ВЫБРАННЫЙ ФРАГМЕНТ:
Подчеркнем, что бахтинская языковая стратификация носит отнюдь не чисто лингвистический, но именно мировоззренческий характер: “языки”, на которые Бахтин расслаивает “абстрактно единый национальный язык”, представляют собой “словесно-идеологические и социальные кругозоры”; у каждого из них не только “свой словарь” и “своя акцентная система”, но и, главное, “своя социально-идеологическая смысловая конъюнктура”, “свой лозунг, своя брань и своя похвала”6. Причина в том, что языки эти живут не поисками общей для всех истины, не бытийными идеалами, но сугубо витальными интересами – задачами жизненно-практического самоутверждения, а раз так, то, будучи слепыми продуктами “социального положения” и “конкретной ситуации” своих носителей, ни один из этих [9-10] языков не в состоянии выработать целостного взгляда на мир; все они – не более чем превратные “точки зрения”, эфемерные “кругозоры”, способные вместить лишь “кусочек, уголок мира”, “мнения”, онтологически не укорененные “идеологемы”, релятивные “гипотезы смысла” - “ограниченные”, “лицемерные”, “лживые”, “злостно не адекватные действительности”7.

Но если каждый язык-идеологема вырабатывает свою – “замкнутую” и “ограниченную” - “гипотезу смысла”, если тем самым каждому из них довлеет “обособляющееся самосознание”, и у них нет никакой “общей плоскости” помимо самого факта их корыстной “интенциональности”, то становится понятно, почему именно “центробежные” социальные силы неустанно “децентрализуют”, “разъединяют” и “размежевывают” “социально-идеологический мир”, рисуемый М.М. Бахтиным, почему “общение” внутри этого мира на поверку оказывается не просто “разноречием” и “разноголосицей”, но “разобщением” и радикальным “разноречием”, а “диалоги”, стремящиеся “к пределу взаимного непонимания людей, г о в о р я щ и х н а р а з н ы х я з ы к а х”8, превращаются в какофонию – в “Вавилонское смешение языков”9.

Однако диалог в “Слове в романе” не сводится к пассивному “противостоянию” самодовлеющих языков; языки активны, но активны не способностью открываться навстречу друг другу, а способностью друг другу противодействовать; диалог описывается М.М. Бахтиным в терминах власти – как защитно-агрессивная борьба “за господство различных словесно-идеологических точек зрения”, как “вражда” и “столкновение” множества “речевых воль”, чреватое для них “победой” или “порабощением”, как “захват в собственность” чужого слова, которое, со своей стороны, упорно сопротивляется такому “присвоению” и т.п. Это – витальная борьба “умирающего, живущего, рождающегося”, это – бесконечный диалог “становления”, тянущийся из неведомого прошлого в незавершимое будущее, - диалог “недоразуменный”, “неразрешимый”, “безнадежный” и “безысходный”10.

ЦЕЛЬ ЗАДАНИЯ:
Перечислите все глаголы в кавычках, которыми во фрагменте о Бахтине описано действие «центробежных» социальных сил на «социально-идеологический мир».

ИСХОДНЫЕ ДАННЫЕ:
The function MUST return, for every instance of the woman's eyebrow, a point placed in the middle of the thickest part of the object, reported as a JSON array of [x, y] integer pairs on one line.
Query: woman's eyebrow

ОТВЕТ К УПРАЖНЕНИЮ:
«децентрализуют», «разъединяют», «размежевывают»